◆ RECORDS SHOWN ◆
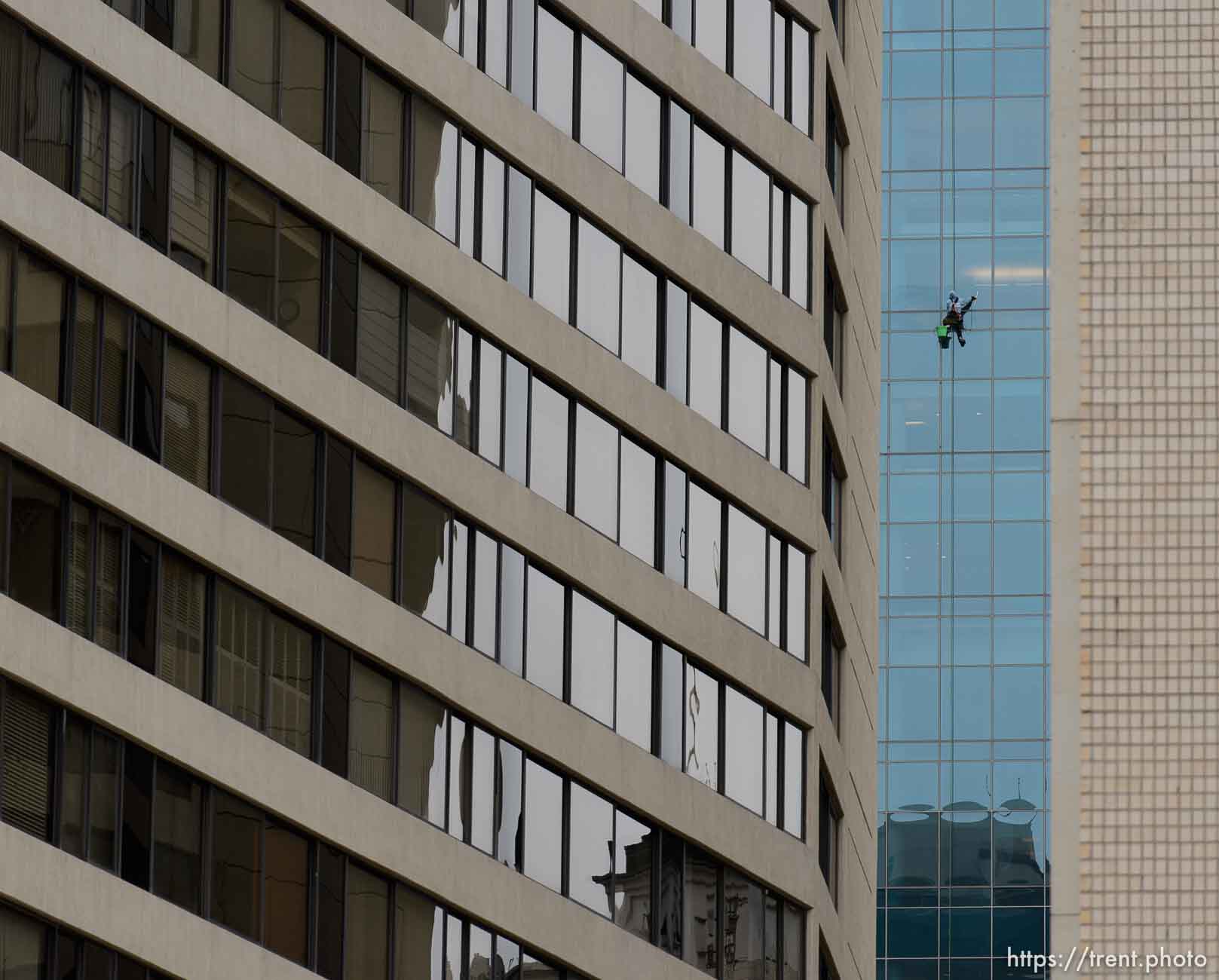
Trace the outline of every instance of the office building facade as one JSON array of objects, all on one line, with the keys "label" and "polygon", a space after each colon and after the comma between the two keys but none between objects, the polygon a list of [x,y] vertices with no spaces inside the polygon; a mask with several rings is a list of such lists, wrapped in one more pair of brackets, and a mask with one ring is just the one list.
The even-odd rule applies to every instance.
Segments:
[{"label": "office building facade", "polygon": [[1213,976],[1219,11],[1053,7],[1052,947]]},{"label": "office building facade", "polygon": [[[878,976],[1011,978],[1048,904],[1046,5],[885,5]],[[965,345],[935,327],[976,294]]]},{"label": "office building facade", "polygon": [[880,17],[692,6],[0,0],[0,976],[870,975]]}]

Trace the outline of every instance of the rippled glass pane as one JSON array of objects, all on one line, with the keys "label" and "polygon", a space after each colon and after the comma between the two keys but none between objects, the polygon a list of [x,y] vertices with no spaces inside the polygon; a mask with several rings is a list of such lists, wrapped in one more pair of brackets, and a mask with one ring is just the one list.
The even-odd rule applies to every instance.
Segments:
[{"label": "rippled glass pane", "polygon": [[606,885],[612,872],[613,806],[572,784],[567,893],[600,915],[612,912]]}]

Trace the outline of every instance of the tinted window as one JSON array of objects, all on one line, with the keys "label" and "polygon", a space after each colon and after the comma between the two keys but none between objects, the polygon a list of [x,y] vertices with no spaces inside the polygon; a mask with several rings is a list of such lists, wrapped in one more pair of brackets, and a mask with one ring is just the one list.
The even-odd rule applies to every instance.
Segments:
[{"label": "tinted window", "polygon": [[572,216],[534,195],[533,297],[564,323],[570,316]]},{"label": "tinted window", "polygon": [[347,864],[347,921],[344,930],[345,976],[385,976],[389,970],[389,882]]},{"label": "tinted window", "polygon": [[627,76],[627,179],[661,200],[661,96]]},{"label": "tinted window", "polygon": [[572,703],[613,725],[613,613],[572,592]]},{"label": "tinted window", "polygon": [[614,729],[645,752],[652,748],[652,641],[618,620]]},{"label": "tinted window", "polygon": [[61,492],[50,480],[12,467],[9,595],[52,620],[60,618]]},{"label": "tinted window", "polygon": [[305,963],[308,952],[308,841],[285,826],[267,824],[267,948]]},{"label": "tinted window", "polygon": [[690,305],[690,407],[720,425],[724,325],[697,304]]},{"label": "tinted window", "polygon": [[724,144],[695,126],[692,224],[720,249],[724,247]]},{"label": "tinted window", "polygon": [[579,219],[579,283],[575,325],[602,347],[618,353],[618,243]]},{"label": "tinted window", "polygon": [[[67,279],[26,251],[17,256],[13,377],[51,401],[60,400],[60,347]],[[4,302],[9,302],[5,293]]]},{"label": "tinted window", "polygon": [[275,408],[274,529],[306,551],[313,551],[313,486],[317,433],[285,408]]},{"label": "tinted window", "polygon": [[234,374],[221,383],[221,497],[267,523],[271,411],[266,395]]},{"label": "tinted window", "polygon": [[399,685],[399,706],[397,804],[444,825],[447,712],[411,684]]},{"label": "tinted window", "polygon": [[275,200],[243,173],[228,173],[228,294],[272,318],[275,296]]},{"label": "tinted window", "polygon": [[563,780],[527,761],[524,873],[553,891],[562,891],[562,843]]},{"label": "tinted window", "polygon": [[622,360],[655,382],[657,277],[629,255],[622,257]]},{"label": "tinted window", "polygon": [[610,915],[608,890],[613,854],[613,806],[572,784],[567,893],[601,915]]},{"label": "tinted window", "polygon": [[763,279],[770,275],[769,215],[770,178],[733,150],[733,255]]},{"label": "tinted window", "polygon": [[411,293],[407,307],[406,406],[444,433],[452,431],[455,318]]},{"label": "tinted window", "polygon": [[563,586],[529,567],[525,679],[563,696]]},{"label": "tinted window", "polygon": [[394,480],[356,460],[351,575],[394,598]]},{"label": "tinted window", "polygon": [[163,558],[157,676],[194,697],[202,697],[207,575],[168,549]]},{"label": "tinted window", "polygon": [[572,135],[575,37],[544,7],[538,7],[538,112]]},{"label": "tinted window", "polygon": [[402,289],[374,266],[360,267],[356,374],[374,391],[399,401],[402,360]]},{"label": "tinted window", "polygon": [[[767,352],[735,327],[728,332],[728,430],[766,455]],[[774,434],[778,441],[779,434]]]},{"label": "tinted window", "polygon": [[622,62],[586,34],[580,38],[580,143],[622,171]]},{"label": "tinted window", "polygon": [[618,530],[618,430],[575,406],[575,516],[611,539]]},{"label": "tinted window", "polygon": [[529,486],[562,511],[567,510],[567,397],[534,378]]},{"label": "tinted window", "polygon": [[204,787],[157,762],[152,815],[152,891],[190,912],[202,901]]},{"label": "tinted window", "polygon": [[762,813],[762,706],[734,687],[724,689],[724,794]]},{"label": "tinted window", "polygon": [[748,514],[728,508],[728,612],[766,633],[767,534]]},{"label": "tinted window", "polygon": [[165,358],[165,452],[161,462],[184,480],[210,490],[211,440],[211,367],[177,344],[169,344]]},{"label": "tinted window", "polygon": [[685,770],[719,789],[719,681],[686,663]]},{"label": "tinted window", "polygon": [[457,127],[435,106],[412,99],[411,213],[457,240]]},{"label": "tinted window", "polygon": [[402,605],[441,629],[449,627],[449,512],[402,486]]}]

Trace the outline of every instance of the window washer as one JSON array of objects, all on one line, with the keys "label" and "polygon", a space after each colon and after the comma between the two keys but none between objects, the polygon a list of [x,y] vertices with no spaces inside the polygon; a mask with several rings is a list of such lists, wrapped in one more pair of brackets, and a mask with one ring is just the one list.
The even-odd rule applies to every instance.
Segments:
[{"label": "window washer", "polygon": [[976,295],[970,296],[969,302],[962,305],[961,297],[956,293],[948,294],[948,310],[940,325],[935,328],[935,335],[944,350],[948,349],[952,334],[957,335],[962,347],[965,346],[965,313],[969,312],[969,307],[974,305],[976,299]]}]

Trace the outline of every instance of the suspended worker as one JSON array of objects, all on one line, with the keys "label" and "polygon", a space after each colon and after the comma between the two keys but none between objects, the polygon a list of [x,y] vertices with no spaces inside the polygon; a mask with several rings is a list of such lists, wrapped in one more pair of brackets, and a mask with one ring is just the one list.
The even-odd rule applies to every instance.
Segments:
[{"label": "suspended worker", "polygon": [[976,295],[969,297],[969,302],[962,305],[961,297],[956,293],[948,294],[948,308],[944,314],[944,319],[940,321],[940,325],[935,328],[935,335],[940,340],[940,346],[944,350],[948,349],[951,343],[951,335],[956,334],[957,340],[961,346],[965,346],[965,313],[969,312],[969,307],[974,305],[978,299]]}]

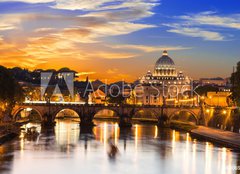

◆ AIM ◆
Please rewrite all of the material above as a numbered list with one line per item, skipping blank lines and leaving out the pictures.

◆ TASK RESPONSE ◆
1. Trace the outline of every instance of the office building facade as one JSON array of objects, all on one line, with the keys "label" and "polygon", a space after each colon and after the comma between the two keys but none between objects, the polygon a list of [x,y] vertices with no spaces inside the polygon; a mask with several rings is a list of such lists, wrapped in one more pair of brackets, and a mask with one ring is just the one list.
2. The even-odd rule applies to every instance.
3. Segments:
4. [{"label": "office building facade", "polygon": [[1213,976],[1219,11],[1053,7],[1052,947]]},{"label": "office building facade", "polygon": [[[878,976],[1011,978],[1048,904],[1046,5],[885,5]],[[965,345],[935,327],[976,294]]]},{"label": "office building facade", "polygon": [[880,17],[692,6],[0,0],[0,976],[870,975]]}]
5. Trace the outline of every instance of the rippled glass pane as one JSON array of objects, all on one line, with the keys "label" and "polygon", a space after each colon and after the comma between the two keys but none between objects, the polygon a list of [x,y] vertices with no spaces inside the polygon; a mask with several rings is a list of such lists, wrapped in one more pair of brackets, and a mask with one ring is just the one list.
6. The even-odd rule applies to every instance.
7. Segments:
8. [{"label": "rippled glass pane", "polygon": [[606,885],[612,872],[613,806],[572,784],[567,893],[600,915],[612,912]]}]
9. Trace the outline of every instance of the tinted window as one JSON array of objects, all on one line, with the keys "label" and "polygon", a space after each colon and after the comma between the two keys but none between objects, the polygon a list of [x,y] vertices with no spaces inside the polygon; a mask with several rings is a list of such lists, wrapped in one more pair of brackets, and a mask with one ring is just the one list.
10. The even-odd rule applies to every instance.
11. Segments:
12. [{"label": "tinted window", "polygon": [[572,216],[534,195],[533,297],[564,323],[570,316]]},{"label": "tinted window", "polygon": [[347,864],[347,921],[344,930],[345,976],[385,976],[389,970],[389,882]]},{"label": "tinted window", "polygon": [[627,76],[627,179],[661,200],[661,96]]},{"label": "tinted window", "polygon": [[572,703],[613,725],[613,613],[572,592]]},{"label": "tinted window", "polygon": [[614,729],[645,752],[652,748],[652,641],[618,620]]},{"label": "tinted window", "polygon": [[61,492],[50,480],[12,467],[9,595],[52,620],[60,618]]},{"label": "tinted window", "polygon": [[305,963],[308,952],[308,841],[285,826],[267,824],[267,948]]},{"label": "tinted window", "polygon": [[690,305],[690,407],[720,425],[724,325],[697,304]]},{"label": "tinted window", "polygon": [[724,144],[695,126],[692,224],[720,249],[724,247]]},{"label": "tinted window", "polygon": [[579,219],[579,283],[575,325],[602,347],[618,353],[618,243]]},{"label": "tinted window", "polygon": [[[67,279],[26,251],[17,256],[13,377],[51,401],[60,400],[60,347]],[[4,302],[9,302],[5,293]]]},{"label": "tinted window", "polygon": [[275,408],[274,529],[306,551],[313,551],[313,486],[317,433],[285,408]]},{"label": "tinted window", "polygon": [[234,374],[221,383],[221,497],[267,523],[271,411],[266,395]]},{"label": "tinted window", "polygon": [[399,685],[399,706],[397,804],[444,825],[447,712],[411,684]]},{"label": "tinted window", "polygon": [[275,200],[243,173],[228,173],[228,294],[272,318],[275,296]]},{"label": "tinted window", "polygon": [[563,780],[527,761],[524,873],[553,891],[562,891],[562,843]]},{"label": "tinted window", "polygon": [[622,360],[655,382],[657,277],[629,255],[622,257]]},{"label": "tinted window", "polygon": [[610,915],[608,890],[613,854],[613,806],[572,784],[567,893],[601,915]]},{"label": "tinted window", "polygon": [[763,279],[770,275],[769,215],[770,178],[733,150],[733,255]]},{"label": "tinted window", "polygon": [[411,293],[407,307],[406,406],[444,433],[452,431],[455,318]]},{"label": "tinted window", "polygon": [[563,586],[529,567],[525,679],[563,696]]},{"label": "tinted window", "polygon": [[394,480],[356,460],[351,575],[394,598]]},{"label": "tinted window", "polygon": [[163,558],[157,676],[194,697],[202,697],[207,575],[168,549]]},{"label": "tinted window", "polygon": [[572,135],[575,37],[544,7],[538,7],[538,112]]},{"label": "tinted window", "polygon": [[402,289],[374,266],[360,267],[356,374],[374,391],[399,401],[402,360]]},{"label": "tinted window", "polygon": [[[767,352],[735,327],[728,332],[728,430],[766,455]],[[774,434],[778,441],[779,434]]]},{"label": "tinted window", "polygon": [[622,62],[586,34],[580,38],[580,143],[622,171]]},{"label": "tinted window", "polygon": [[618,530],[618,430],[575,406],[575,516],[611,539]]},{"label": "tinted window", "polygon": [[529,486],[562,511],[567,510],[567,397],[534,378]]},{"label": "tinted window", "polygon": [[204,787],[157,762],[152,815],[152,891],[190,912],[202,901]]},{"label": "tinted window", "polygon": [[762,813],[762,706],[734,687],[724,689],[724,794]]},{"label": "tinted window", "polygon": [[748,514],[728,508],[728,612],[766,633],[767,534]]},{"label": "tinted window", "polygon": [[165,358],[165,452],[161,462],[184,480],[210,490],[211,440],[211,367],[177,344],[169,344]]},{"label": "tinted window", "polygon": [[685,770],[719,789],[719,681],[686,663]]},{"label": "tinted window", "polygon": [[457,127],[435,106],[412,99],[411,213],[457,240]]},{"label": "tinted window", "polygon": [[402,605],[441,629],[449,627],[449,512],[402,486]]}]
13. Trace the outline of every instance of the window washer as one JSON array of objects, all on one line, with the keys "label" and "polygon", a space after each colon and after the comma between the two keys but none between objects, the polygon a list of [x,y] vertices with no spaces inside the polygon; a mask with several rings is a list of such lists, wrapped in one more pair of brackets, and a mask with one ring is just the one list.
14. The even-odd rule applies to every instance.
15. Segments:
16. [{"label": "window washer", "polygon": [[976,295],[970,296],[969,302],[962,305],[961,297],[956,293],[948,294],[948,310],[940,325],[935,328],[935,335],[944,350],[948,349],[952,334],[957,335],[962,347],[965,346],[965,313],[969,312],[969,307],[974,305],[976,299]]}]
17. Trace the outline of every instance of the suspended worker as one JSON array of objects, all on one line, with the keys "label" and "polygon", a space after each colon and after the comma between the two keys but none between objects, the polygon a list of [x,y] vertices with no spaces inside the polygon; a mask with several rings is a list of such lists, wrapped in one more pair of brackets, and a mask with one ring is just the one list.
18. The even-odd rule applies to every instance.
19. Segments:
20. [{"label": "suspended worker", "polygon": [[976,295],[969,297],[969,302],[962,305],[961,297],[956,293],[948,294],[948,308],[944,314],[944,319],[940,321],[940,325],[935,328],[935,335],[940,340],[940,346],[944,350],[948,349],[951,343],[951,335],[956,334],[957,340],[961,346],[965,346],[965,313],[969,312],[969,307],[974,305],[978,299]]}]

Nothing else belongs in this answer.